_SELECTED TEXT_.

◆ ◆ ◆ ◆ ◆

Get started with Apache PySpark
Prerequisites
You need the following:
- Git
- Java 8.0 or 11 You can download the Java SE Development Kit software from http://www.oracle.com/technetwork/java/javase/downloads/ or use the OpenJDK version from https://openjdk.java.net/install/index.html.
Project structure
The basic project structure is as follows:
root/
|-- tools/
| |-- spark.py
| |-- utils.py
| |-- processing.py
| Makefile
| package.sh
| requirements.txt
| spark_submit.py
The main Python module running the job (which will be sent to the Spark cluster), is spark_submit.py, which look like:
"""
spark_submit.py
"""
import logging
from tools.processing import run
logging.basicConfig(level=logging.DEBUG)
def main():
"""Main script definition.
:return: None
"""
logging.debug('Run Spark job!')
run()
# entry point for PySpark
if __name__ == "__main__":
main()
Packaging dependencies
Create an archive containing the dependencies (excluding Spark and Py4J) of your project and your modules. Here is an example of script:
#!/usr/bin/env bash
export PACKAGE_NAME=pyspark-examples
export MODULE=tools
echo "Packing the dependencies"

◆ ◆ ◆ ◆ ◆

_EXTRACTED ENTRIES_.
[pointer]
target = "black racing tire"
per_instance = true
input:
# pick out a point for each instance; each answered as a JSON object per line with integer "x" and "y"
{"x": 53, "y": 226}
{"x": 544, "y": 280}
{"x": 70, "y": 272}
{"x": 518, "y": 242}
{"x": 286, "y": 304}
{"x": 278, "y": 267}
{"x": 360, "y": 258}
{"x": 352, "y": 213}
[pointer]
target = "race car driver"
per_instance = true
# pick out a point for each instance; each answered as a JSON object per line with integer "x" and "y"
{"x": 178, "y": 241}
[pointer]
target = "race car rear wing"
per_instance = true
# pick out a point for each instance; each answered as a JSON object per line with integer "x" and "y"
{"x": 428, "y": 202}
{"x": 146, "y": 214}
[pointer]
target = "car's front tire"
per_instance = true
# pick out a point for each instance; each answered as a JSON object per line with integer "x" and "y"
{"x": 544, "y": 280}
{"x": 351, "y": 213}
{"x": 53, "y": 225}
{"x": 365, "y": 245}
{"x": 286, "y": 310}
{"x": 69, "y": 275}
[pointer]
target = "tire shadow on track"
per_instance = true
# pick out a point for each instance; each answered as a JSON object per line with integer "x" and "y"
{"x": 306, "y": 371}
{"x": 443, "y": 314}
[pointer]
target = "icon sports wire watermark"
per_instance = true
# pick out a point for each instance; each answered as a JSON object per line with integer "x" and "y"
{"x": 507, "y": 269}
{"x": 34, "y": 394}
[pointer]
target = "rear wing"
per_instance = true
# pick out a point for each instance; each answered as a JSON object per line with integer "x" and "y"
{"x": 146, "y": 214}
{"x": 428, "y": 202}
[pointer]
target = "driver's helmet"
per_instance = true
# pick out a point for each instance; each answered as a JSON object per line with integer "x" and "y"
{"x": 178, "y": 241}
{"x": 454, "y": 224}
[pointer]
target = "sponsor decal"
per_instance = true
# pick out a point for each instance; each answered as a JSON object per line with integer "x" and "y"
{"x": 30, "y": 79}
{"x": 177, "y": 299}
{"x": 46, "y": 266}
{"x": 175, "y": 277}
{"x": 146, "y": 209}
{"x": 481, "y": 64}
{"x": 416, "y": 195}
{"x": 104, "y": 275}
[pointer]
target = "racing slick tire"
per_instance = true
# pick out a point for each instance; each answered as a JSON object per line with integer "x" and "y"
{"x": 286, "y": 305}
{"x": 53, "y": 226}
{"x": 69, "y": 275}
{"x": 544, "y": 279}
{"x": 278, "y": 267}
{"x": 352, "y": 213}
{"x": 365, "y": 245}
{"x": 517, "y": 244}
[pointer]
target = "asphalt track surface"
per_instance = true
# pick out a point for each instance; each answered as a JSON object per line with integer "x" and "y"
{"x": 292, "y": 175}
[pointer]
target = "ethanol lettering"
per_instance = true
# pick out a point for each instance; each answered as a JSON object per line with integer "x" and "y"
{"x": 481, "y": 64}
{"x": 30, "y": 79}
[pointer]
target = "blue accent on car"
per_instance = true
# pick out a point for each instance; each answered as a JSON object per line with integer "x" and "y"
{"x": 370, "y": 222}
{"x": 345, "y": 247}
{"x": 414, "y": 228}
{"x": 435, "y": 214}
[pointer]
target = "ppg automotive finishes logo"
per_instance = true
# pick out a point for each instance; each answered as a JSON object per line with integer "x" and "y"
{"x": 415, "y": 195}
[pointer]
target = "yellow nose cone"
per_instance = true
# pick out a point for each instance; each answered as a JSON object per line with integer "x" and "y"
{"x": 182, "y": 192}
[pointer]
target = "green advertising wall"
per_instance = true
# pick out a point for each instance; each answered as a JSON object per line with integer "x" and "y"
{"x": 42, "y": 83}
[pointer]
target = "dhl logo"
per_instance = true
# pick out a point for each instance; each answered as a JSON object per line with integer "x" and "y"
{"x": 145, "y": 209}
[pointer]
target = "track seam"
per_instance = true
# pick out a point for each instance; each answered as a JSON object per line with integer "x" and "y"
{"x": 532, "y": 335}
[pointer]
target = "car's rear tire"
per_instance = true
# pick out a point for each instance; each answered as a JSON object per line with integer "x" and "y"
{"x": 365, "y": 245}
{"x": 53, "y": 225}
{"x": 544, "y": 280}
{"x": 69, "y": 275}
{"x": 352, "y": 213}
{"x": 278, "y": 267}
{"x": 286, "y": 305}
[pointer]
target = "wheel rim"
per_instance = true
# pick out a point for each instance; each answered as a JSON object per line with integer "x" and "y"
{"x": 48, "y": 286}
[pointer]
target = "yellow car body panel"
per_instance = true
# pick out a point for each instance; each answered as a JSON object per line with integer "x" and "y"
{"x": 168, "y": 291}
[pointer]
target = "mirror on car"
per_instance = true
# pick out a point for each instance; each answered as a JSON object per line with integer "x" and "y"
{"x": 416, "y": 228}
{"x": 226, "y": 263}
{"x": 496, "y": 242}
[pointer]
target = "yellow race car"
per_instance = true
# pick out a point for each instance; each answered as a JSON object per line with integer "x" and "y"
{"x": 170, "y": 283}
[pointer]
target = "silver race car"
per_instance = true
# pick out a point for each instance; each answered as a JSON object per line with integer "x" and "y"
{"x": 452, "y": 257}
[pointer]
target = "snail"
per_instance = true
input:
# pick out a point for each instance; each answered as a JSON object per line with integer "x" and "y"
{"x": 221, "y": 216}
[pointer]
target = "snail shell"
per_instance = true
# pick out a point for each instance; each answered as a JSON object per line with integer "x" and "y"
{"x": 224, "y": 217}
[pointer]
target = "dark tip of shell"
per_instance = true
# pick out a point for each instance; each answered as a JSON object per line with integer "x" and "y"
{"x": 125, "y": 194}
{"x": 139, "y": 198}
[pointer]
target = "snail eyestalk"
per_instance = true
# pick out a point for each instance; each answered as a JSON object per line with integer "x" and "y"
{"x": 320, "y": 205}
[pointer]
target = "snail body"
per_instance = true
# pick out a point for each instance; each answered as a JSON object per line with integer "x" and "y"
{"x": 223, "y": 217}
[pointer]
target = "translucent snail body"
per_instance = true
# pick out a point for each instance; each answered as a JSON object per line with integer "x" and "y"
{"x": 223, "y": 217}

◆ ◆ ◆ ◆ ◆

_WORK TO COMPLETE_.
1. In one to three sentences, explain why the PySpark setup guide calls spark_submit.py the main Python module of the project.
2. Carry the PySpark setup guide forward from its last line.
The records are separate material, apart from the guide.

_ANSWERS TO THE PROBLEMS_.
1. The guide calls spark_submit.py the main module because it is the file that runs the job and is sent to the Spark cluster. Its main() function logs a debug message and then calls run() from tools.processing.

2.
rm -rf ./$PACKAGE_NAME $PACKAGE_NAME.zip
grep -v '^ *#\|^pyspark\|^py4j' requirements.txt > .requirements-filtered.txt
pip install -t ./$PACKAGE_NAME -r .requirements-filtered.txt
rm .requirements-filtered.txt
# check to see if there are any external dependencies
# if not then create an empty file to seed zip with
if [ -z "$(ls -A $PACKAGE_NAME)" ]
then
touch $PACKAGE_NAME/empty.txt
fi
cd $PACKAGE_NAME
zip -9mrv $PACKAGE_NAME.zip .
mv $PACKAGE_NAME.zip ..
cd ..
echo "Add all modules from local"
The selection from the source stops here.